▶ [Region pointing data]
________________

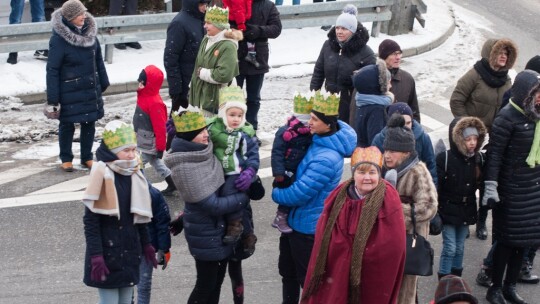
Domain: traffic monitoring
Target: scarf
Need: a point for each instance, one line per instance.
(534, 154)
(370, 210)
(494, 79)
(101, 197)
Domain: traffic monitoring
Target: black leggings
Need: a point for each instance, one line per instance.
(509, 258)
(210, 276)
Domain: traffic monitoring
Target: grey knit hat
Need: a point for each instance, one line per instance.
(72, 9)
(398, 138)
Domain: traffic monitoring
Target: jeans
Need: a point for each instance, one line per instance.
(115, 295)
(157, 163)
(210, 275)
(253, 90)
(37, 10)
(144, 288)
(294, 253)
(65, 140)
(453, 247)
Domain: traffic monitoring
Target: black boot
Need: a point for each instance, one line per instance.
(510, 294)
(169, 191)
(457, 271)
(495, 296)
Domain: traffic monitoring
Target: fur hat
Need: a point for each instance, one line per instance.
(451, 289)
(72, 9)
(387, 47)
(372, 79)
(398, 137)
(347, 19)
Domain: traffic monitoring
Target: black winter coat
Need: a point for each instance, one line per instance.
(184, 35)
(118, 240)
(516, 219)
(264, 24)
(76, 75)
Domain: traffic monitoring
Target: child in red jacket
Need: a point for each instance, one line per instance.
(149, 123)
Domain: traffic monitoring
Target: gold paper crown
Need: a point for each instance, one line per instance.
(118, 134)
(217, 15)
(326, 103)
(302, 105)
(190, 119)
(366, 155)
(231, 94)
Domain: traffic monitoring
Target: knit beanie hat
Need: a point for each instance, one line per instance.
(387, 47)
(533, 64)
(398, 137)
(452, 289)
(72, 9)
(347, 19)
(118, 136)
(400, 108)
(523, 84)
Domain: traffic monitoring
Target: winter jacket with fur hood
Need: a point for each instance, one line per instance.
(76, 75)
(481, 95)
(460, 175)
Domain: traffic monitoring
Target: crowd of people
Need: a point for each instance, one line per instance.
(340, 241)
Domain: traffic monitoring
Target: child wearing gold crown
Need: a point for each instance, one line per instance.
(238, 154)
(290, 146)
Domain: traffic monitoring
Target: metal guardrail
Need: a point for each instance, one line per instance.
(121, 29)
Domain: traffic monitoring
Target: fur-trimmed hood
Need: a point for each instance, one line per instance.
(492, 47)
(357, 41)
(458, 125)
(84, 37)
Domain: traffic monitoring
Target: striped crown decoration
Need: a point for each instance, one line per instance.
(118, 134)
(302, 104)
(326, 103)
(190, 119)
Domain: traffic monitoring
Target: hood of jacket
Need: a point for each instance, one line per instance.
(84, 37)
(456, 128)
(357, 41)
(492, 47)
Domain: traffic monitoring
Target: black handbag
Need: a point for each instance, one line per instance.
(419, 256)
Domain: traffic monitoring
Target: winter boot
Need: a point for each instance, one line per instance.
(280, 222)
(484, 277)
(234, 231)
(526, 276)
(169, 191)
(510, 294)
(495, 296)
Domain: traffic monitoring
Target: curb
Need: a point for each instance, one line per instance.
(129, 87)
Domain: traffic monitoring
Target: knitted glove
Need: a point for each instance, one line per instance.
(243, 181)
(150, 255)
(99, 270)
(490, 193)
(163, 258)
(176, 226)
(171, 129)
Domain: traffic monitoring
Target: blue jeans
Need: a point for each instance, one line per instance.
(37, 10)
(453, 247)
(65, 140)
(253, 90)
(144, 288)
(115, 295)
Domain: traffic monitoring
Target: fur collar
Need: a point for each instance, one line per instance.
(84, 37)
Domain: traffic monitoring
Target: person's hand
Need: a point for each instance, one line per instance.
(243, 181)
(491, 195)
(163, 258)
(150, 255)
(99, 270)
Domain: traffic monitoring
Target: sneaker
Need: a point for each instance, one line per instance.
(12, 58)
(134, 45)
(280, 222)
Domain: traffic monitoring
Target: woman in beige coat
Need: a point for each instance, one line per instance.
(414, 185)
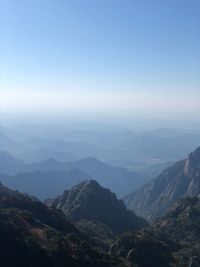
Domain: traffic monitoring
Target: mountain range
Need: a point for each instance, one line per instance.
(180, 180)
(34, 235)
(89, 201)
(118, 179)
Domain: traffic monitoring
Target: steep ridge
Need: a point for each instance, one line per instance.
(118, 179)
(43, 184)
(173, 241)
(153, 199)
(32, 235)
(89, 201)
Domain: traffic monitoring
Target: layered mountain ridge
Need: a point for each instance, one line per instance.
(180, 180)
(89, 201)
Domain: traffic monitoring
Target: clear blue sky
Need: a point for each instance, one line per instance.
(100, 55)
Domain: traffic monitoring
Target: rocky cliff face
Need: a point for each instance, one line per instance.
(153, 199)
(89, 201)
(33, 235)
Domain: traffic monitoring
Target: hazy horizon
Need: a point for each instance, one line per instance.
(105, 59)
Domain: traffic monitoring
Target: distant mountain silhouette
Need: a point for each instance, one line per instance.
(44, 184)
(117, 179)
(153, 199)
(89, 201)
(32, 235)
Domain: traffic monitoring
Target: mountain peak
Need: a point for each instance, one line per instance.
(180, 180)
(90, 201)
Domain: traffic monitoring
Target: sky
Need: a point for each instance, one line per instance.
(108, 57)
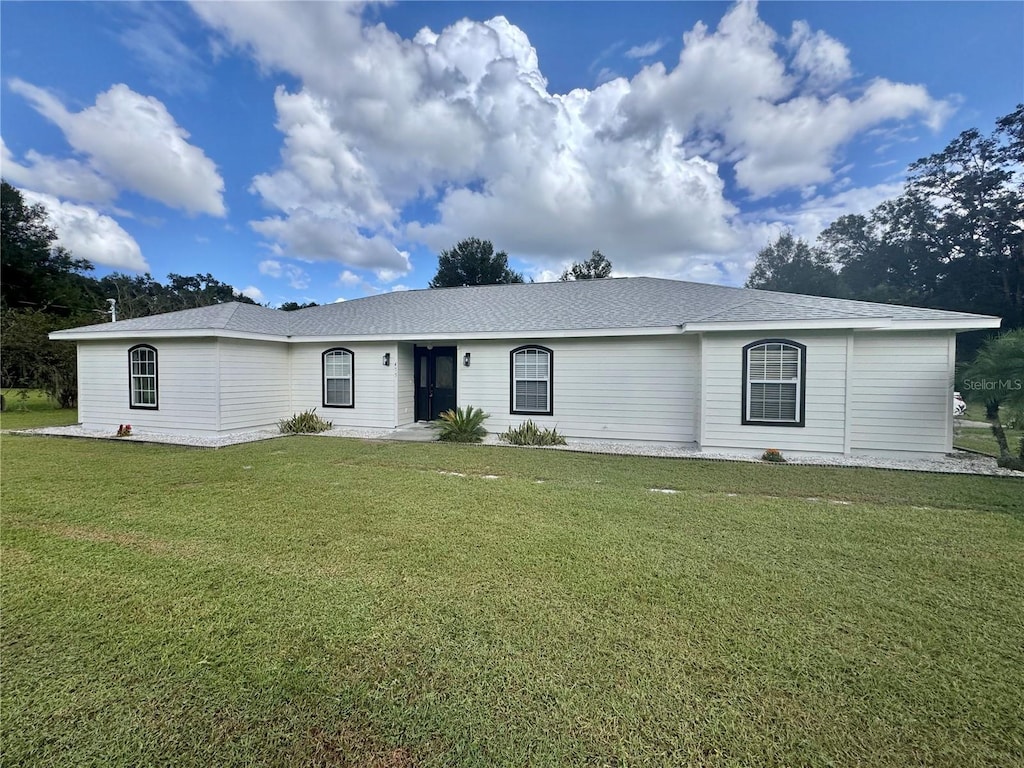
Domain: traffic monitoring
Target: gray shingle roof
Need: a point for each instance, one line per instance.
(585, 305)
(228, 316)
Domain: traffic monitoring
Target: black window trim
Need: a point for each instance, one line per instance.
(351, 355)
(156, 378)
(801, 386)
(551, 381)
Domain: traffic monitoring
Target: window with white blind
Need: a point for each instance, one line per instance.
(531, 377)
(339, 379)
(773, 383)
(142, 377)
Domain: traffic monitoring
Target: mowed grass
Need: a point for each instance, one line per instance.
(982, 440)
(27, 409)
(323, 601)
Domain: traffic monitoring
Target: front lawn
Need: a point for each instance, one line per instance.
(982, 440)
(324, 601)
(27, 409)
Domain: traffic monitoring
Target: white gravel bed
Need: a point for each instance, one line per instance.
(165, 437)
(957, 462)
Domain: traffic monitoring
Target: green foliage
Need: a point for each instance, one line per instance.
(473, 262)
(595, 267)
(996, 376)
(950, 241)
(28, 409)
(31, 359)
(35, 271)
(305, 423)
(528, 433)
(462, 425)
(790, 264)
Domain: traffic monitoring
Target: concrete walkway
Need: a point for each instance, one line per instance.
(419, 432)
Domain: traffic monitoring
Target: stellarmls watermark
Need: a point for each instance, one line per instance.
(994, 386)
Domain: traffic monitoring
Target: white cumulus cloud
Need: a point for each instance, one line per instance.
(135, 142)
(69, 179)
(90, 235)
(647, 49)
(461, 126)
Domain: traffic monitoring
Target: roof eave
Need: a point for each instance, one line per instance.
(964, 323)
(790, 325)
(193, 333)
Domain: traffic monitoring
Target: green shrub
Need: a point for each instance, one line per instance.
(461, 425)
(528, 433)
(305, 423)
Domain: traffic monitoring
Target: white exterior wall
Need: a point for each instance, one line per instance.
(901, 392)
(375, 384)
(406, 385)
(186, 387)
(631, 388)
(255, 386)
(825, 385)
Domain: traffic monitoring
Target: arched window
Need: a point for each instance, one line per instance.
(142, 377)
(531, 373)
(339, 378)
(773, 382)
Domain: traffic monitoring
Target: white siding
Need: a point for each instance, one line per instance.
(254, 384)
(901, 392)
(406, 383)
(824, 420)
(636, 388)
(374, 383)
(186, 387)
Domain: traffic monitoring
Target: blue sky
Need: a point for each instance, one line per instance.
(328, 151)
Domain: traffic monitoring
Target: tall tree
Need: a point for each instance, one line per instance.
(595, 267)
(473, 262)
(35, 271)
(997, 376)
(790, 264)
(31, 359)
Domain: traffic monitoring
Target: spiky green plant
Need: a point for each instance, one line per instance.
(528, 433)
(305, 423)
(461, 425)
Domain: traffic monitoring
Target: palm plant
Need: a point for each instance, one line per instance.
(461, 425)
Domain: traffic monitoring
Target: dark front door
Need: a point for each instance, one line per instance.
(435, 374)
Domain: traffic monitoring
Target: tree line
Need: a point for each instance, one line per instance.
(952, 240)
(44, 288)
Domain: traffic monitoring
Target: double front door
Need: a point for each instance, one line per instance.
(435, 379)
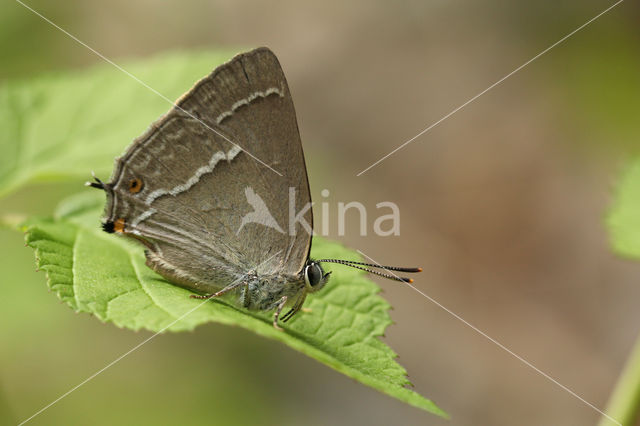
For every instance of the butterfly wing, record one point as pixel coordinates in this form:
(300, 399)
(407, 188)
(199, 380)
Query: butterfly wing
(210, 187)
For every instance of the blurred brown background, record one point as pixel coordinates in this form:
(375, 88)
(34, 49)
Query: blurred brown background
(502, 205)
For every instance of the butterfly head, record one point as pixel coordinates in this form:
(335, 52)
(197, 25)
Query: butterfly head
(314, 276)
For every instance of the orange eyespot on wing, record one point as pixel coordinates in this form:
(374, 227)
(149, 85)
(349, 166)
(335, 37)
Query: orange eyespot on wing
(118, 225)
(135, 185)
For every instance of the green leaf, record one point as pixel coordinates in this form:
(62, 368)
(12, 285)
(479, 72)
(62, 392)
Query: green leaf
(623, 220)
(105, 275)
(61, 126)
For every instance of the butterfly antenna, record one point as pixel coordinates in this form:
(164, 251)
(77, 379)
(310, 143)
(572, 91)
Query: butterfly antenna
(365, 267)
(97, 184)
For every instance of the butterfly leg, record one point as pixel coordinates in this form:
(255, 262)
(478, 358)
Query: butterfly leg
(221, 292)
(281, 304)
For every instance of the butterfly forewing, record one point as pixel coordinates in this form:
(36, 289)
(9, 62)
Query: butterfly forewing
(185, 186)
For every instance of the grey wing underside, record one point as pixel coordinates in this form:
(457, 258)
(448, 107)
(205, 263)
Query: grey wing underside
(195, 178)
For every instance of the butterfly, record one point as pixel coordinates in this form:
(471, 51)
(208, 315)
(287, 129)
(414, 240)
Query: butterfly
(206, 188)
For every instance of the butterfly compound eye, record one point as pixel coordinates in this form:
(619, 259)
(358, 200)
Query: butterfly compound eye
(135, 185)
(313, 274)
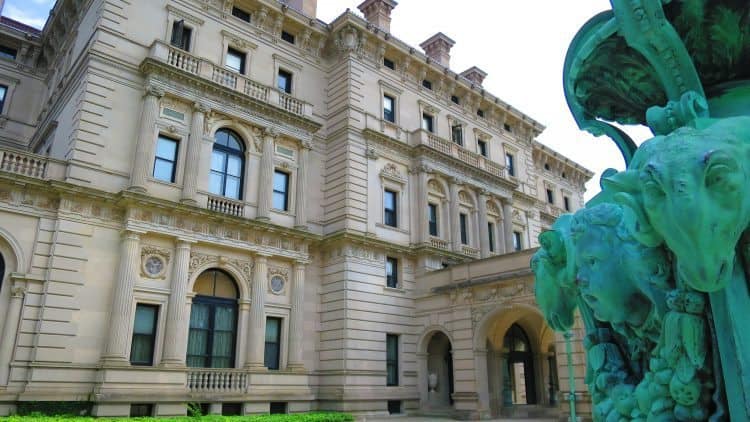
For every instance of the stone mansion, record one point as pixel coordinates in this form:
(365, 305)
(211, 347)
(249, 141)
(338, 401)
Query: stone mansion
(235, 204)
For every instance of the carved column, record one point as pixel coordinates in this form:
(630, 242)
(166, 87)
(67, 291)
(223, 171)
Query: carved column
(455, 223)
(424, 215)
(265, 186)
(192, 159)
(296, 319)
(257, 332)
(484, 237)
(300, 220)
(176, 333)
(121, 311)
(143, 146)
(508, 225)
(10, 328)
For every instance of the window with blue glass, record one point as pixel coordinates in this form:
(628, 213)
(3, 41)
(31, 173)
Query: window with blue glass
(227, 164)
(144, 335)
(281, 190)
(273, 343)
(390, 208)
(166, 159)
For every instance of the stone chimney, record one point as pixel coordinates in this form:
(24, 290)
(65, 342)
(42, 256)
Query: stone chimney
(378, 12)
(474, 74)
(438, 48)
(307, 7)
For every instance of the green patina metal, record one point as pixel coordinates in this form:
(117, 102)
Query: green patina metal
(657, 265)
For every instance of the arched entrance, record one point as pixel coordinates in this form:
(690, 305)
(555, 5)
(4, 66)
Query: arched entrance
(440, 371)
(519, 382)
(213, 321)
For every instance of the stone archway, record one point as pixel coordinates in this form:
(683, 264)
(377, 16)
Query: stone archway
(497, 360)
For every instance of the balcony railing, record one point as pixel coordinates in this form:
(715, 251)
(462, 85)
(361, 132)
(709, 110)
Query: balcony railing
(206, 69)
(438, 243)
(225, 206)
(422, 137)
(468, 250)
(31, 165)
(216, 380)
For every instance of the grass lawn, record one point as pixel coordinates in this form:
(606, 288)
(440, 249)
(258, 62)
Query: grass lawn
(300, 417)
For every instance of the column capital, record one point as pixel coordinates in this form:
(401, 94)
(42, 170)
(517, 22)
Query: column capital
(201, 107)
(154, 91)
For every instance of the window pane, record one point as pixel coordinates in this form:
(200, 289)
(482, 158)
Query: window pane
(163, 170)
(215, 183)
(234, 165)
(218, 159)
(166, 148)
(233, 187)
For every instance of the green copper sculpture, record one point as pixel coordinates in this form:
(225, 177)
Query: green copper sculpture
(657, 264)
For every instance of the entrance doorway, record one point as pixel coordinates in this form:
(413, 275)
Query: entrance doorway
(519, 386)
(440, 371)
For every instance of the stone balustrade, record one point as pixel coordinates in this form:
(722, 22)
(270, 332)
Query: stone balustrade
(31, 165)
(203, 68)
(213, 380)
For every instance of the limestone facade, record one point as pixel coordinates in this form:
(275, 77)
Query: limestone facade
(148, 145)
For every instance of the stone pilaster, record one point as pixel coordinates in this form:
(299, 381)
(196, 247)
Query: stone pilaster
(257, 332)
(178, 317)
(192, 159)
(13, 315)
(508, 225)
(145, 141)
(484, 239)
(296, 319)
(300, 220)
(121, 311)
(265, 184)
(455, 223)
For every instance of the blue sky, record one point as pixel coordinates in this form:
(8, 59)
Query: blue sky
(30, 12)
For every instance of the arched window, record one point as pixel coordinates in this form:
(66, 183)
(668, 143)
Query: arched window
(227, 164)
(213, 321)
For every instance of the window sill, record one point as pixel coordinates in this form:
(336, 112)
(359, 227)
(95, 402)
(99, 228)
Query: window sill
(385, 226)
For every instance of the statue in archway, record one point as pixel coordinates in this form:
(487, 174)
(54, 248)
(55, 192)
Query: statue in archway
(658, 263)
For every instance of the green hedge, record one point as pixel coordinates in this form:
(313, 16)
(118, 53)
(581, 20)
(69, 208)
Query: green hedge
(300, 417)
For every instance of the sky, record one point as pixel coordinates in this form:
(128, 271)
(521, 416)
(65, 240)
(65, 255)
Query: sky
(521, 44)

________________

▶ [Exercise directions]
Every line above that holds the string "white" should be copied into the answer.

▶ [Answer to the exercise]
Target: window with white blind
Target: white gravel bed
Target: white cumulus cloud
Target: white exterior wall
Target: white siding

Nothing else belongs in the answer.